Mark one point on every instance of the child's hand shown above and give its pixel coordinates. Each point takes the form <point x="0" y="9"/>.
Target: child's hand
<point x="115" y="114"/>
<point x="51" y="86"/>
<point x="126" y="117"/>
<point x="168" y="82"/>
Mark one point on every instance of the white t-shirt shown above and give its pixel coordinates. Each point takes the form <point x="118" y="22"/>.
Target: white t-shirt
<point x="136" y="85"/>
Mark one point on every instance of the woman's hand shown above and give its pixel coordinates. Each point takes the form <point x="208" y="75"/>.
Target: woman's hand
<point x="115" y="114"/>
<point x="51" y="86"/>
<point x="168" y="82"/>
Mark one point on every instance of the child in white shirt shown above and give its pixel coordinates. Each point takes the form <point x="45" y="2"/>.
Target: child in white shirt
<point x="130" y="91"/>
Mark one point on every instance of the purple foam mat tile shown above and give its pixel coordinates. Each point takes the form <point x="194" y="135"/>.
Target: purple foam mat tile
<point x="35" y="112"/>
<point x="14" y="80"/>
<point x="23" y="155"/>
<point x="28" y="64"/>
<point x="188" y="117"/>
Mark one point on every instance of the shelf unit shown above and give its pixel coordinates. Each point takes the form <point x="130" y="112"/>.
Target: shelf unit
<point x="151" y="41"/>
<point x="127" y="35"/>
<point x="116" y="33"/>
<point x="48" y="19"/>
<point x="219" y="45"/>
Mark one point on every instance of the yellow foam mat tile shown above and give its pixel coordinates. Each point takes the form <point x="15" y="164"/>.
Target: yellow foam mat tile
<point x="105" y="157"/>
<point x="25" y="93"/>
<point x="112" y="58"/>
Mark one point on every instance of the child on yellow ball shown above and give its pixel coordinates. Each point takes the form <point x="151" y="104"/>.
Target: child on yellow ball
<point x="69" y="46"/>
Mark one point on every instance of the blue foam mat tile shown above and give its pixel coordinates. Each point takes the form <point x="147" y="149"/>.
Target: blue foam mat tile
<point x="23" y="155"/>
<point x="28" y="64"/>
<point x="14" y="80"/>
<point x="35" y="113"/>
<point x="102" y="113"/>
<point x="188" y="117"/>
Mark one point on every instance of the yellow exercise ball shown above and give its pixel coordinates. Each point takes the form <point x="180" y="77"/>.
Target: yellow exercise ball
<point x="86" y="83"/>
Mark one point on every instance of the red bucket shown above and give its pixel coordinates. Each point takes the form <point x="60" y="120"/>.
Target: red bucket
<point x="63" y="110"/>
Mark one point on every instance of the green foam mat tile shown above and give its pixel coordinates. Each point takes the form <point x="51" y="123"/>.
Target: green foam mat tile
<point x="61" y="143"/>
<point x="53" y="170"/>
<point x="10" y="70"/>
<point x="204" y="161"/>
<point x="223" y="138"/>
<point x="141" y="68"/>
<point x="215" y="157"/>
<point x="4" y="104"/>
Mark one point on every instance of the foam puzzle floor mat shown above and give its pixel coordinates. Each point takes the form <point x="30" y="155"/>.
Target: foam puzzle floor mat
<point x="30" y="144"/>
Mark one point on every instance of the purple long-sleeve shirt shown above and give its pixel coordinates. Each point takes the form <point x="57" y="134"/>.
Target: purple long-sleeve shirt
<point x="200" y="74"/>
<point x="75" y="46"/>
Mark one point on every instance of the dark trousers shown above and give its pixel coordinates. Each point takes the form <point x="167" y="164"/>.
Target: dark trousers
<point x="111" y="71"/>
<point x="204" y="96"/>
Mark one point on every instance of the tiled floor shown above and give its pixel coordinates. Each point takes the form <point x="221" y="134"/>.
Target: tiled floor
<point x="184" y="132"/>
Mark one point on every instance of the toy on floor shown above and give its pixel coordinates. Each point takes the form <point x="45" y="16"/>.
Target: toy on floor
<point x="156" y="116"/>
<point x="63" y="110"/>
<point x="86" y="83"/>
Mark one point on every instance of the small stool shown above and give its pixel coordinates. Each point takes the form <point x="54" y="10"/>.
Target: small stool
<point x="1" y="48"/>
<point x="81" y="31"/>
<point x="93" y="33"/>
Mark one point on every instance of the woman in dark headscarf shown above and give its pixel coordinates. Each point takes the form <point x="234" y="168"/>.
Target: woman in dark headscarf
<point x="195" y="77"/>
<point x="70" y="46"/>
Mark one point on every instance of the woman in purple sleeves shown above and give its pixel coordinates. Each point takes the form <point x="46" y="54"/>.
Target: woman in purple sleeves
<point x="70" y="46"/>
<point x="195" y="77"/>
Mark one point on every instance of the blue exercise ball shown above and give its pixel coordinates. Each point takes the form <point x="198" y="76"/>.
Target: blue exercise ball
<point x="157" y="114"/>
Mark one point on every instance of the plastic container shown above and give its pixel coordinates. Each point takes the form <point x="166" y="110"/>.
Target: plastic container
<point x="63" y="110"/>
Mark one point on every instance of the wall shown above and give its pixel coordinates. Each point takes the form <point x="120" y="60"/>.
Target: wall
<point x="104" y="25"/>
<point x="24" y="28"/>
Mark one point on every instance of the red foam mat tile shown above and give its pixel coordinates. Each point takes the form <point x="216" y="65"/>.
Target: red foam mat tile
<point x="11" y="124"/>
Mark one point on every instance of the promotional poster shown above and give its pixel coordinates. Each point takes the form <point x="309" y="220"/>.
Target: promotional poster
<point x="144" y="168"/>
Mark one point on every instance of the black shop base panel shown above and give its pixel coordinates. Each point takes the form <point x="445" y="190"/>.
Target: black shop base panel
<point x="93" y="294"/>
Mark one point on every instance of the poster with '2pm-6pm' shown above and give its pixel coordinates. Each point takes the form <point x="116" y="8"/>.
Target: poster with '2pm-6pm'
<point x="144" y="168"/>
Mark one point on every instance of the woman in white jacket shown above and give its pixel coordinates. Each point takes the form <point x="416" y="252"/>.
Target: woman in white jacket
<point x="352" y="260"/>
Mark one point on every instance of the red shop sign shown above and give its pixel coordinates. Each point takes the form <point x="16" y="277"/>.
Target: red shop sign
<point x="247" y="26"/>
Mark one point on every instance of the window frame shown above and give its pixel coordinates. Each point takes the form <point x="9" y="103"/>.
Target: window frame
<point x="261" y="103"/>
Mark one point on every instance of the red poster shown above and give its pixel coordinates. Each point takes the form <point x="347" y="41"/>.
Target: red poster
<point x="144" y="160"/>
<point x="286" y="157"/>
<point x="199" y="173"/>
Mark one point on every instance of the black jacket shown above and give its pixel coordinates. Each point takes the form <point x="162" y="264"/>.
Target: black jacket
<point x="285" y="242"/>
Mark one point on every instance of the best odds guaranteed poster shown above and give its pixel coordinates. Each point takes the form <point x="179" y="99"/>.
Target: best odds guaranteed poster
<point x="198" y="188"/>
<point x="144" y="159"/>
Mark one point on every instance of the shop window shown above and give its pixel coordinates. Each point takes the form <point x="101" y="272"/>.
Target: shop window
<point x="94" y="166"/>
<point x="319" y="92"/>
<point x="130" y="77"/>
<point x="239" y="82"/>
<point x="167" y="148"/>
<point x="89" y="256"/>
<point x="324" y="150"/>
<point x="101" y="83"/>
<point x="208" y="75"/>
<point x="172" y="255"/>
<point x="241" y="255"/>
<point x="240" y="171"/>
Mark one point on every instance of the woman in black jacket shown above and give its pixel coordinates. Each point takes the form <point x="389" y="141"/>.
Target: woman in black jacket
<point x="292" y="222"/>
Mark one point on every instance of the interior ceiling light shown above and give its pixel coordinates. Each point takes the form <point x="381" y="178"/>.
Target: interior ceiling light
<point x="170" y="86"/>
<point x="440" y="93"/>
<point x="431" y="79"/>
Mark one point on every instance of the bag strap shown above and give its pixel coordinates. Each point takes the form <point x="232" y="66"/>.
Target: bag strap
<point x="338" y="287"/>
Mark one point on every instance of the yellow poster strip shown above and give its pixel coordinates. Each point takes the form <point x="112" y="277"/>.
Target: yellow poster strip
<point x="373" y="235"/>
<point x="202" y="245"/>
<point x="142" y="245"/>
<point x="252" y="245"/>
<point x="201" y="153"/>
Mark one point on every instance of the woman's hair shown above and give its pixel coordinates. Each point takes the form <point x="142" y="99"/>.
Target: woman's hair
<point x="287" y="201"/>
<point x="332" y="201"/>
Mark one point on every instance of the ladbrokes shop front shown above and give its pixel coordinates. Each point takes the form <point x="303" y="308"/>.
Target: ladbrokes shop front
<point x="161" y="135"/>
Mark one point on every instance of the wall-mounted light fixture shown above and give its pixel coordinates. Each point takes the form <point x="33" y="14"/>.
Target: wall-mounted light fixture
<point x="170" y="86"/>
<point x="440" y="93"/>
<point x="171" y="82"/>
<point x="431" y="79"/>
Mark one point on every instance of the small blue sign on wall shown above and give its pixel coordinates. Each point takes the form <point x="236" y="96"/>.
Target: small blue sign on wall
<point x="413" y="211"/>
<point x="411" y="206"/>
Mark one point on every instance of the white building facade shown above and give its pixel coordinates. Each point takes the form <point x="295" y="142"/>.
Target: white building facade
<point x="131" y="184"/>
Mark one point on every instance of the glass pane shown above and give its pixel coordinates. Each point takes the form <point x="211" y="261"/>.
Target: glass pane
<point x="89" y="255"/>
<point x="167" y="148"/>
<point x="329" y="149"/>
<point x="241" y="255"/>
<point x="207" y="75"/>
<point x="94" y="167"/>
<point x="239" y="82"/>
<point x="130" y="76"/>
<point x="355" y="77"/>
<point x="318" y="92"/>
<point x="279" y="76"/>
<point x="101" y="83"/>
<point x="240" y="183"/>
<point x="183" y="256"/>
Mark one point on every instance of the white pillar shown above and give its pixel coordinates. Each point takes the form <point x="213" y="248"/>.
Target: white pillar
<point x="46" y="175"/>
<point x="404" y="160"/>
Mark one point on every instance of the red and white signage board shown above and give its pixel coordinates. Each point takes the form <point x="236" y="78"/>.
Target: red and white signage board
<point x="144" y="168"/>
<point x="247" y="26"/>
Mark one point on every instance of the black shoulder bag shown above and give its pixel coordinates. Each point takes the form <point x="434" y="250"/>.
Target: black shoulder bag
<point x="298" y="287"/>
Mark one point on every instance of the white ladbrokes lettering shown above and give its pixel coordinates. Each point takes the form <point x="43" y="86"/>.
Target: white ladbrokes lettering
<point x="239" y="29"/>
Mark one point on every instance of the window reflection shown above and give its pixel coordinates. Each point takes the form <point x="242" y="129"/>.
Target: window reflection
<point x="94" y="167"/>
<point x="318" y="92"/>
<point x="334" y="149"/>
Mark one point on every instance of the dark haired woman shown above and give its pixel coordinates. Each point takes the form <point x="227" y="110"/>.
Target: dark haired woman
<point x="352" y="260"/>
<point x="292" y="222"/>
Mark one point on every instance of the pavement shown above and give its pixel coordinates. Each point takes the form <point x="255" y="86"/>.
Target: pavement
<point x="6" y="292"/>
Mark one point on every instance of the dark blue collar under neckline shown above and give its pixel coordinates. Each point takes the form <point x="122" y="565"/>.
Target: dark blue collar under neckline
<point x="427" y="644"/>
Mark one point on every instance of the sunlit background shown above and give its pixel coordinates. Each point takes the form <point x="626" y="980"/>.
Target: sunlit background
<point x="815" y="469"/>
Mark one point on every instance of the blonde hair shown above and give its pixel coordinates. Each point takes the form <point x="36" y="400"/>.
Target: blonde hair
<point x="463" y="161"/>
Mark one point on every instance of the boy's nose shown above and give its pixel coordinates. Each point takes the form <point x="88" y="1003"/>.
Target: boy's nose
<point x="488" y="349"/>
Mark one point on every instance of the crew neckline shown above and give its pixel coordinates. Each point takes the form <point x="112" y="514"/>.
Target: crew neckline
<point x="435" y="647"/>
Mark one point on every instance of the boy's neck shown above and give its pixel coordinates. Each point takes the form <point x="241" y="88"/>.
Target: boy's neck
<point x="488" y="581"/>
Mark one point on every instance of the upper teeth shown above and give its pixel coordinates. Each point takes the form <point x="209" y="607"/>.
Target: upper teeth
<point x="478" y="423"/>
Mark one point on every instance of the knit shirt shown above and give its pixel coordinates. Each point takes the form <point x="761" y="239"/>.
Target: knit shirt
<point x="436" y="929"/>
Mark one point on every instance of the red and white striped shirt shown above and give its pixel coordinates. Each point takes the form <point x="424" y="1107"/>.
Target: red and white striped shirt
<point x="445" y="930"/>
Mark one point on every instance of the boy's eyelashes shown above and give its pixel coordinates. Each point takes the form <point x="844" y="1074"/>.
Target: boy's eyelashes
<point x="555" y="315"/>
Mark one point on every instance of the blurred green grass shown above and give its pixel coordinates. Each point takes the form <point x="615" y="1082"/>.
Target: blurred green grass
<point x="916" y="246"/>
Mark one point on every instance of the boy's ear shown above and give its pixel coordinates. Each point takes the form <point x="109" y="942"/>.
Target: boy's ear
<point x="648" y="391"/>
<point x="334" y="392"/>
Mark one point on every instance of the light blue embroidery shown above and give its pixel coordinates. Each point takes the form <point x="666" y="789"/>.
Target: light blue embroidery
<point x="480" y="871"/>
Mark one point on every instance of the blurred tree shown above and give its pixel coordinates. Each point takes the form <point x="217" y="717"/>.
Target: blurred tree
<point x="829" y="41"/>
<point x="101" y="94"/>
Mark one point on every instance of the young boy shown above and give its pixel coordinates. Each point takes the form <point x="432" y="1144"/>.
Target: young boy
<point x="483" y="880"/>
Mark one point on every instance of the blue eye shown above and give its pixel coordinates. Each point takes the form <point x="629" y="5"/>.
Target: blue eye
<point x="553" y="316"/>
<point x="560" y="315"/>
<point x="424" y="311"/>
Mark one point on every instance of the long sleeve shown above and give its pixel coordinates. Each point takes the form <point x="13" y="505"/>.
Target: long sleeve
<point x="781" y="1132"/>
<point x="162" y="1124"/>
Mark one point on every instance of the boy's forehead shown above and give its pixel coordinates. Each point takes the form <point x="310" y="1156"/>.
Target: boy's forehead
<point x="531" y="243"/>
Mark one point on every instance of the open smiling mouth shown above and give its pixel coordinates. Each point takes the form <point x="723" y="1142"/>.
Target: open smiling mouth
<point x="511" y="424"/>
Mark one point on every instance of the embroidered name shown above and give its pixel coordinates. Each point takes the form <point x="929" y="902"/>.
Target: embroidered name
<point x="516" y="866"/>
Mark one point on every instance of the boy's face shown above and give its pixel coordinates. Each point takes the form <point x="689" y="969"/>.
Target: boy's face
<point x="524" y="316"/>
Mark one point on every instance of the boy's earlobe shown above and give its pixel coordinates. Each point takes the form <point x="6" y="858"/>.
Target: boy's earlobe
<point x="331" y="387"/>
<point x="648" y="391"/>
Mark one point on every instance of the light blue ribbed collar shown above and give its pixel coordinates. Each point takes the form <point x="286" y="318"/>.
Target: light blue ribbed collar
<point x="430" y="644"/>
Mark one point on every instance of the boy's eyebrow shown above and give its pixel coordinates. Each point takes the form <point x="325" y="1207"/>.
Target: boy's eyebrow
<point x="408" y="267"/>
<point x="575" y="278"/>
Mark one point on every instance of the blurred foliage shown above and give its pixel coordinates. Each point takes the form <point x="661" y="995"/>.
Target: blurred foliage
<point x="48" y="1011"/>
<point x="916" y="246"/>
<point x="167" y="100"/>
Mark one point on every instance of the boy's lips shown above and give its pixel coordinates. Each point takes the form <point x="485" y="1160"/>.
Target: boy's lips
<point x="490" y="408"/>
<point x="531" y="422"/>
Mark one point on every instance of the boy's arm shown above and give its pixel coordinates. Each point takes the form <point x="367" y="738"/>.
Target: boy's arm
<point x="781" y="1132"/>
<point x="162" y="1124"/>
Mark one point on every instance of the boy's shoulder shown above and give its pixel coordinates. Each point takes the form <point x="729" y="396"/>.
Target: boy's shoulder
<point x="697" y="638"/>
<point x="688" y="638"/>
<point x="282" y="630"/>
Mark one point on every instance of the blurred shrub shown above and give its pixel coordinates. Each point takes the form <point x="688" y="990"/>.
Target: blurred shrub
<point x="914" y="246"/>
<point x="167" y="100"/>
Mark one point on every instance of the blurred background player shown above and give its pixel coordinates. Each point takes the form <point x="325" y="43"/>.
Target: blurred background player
:::::
→ Brief
Please copy out each line of the material that holds the string "player".

→ Response
Mark one point on every instance of the blurred background player shown above and give its pixel coordinates. Each point takes the form <point x="325" y="43"/>.
Target: blurred background player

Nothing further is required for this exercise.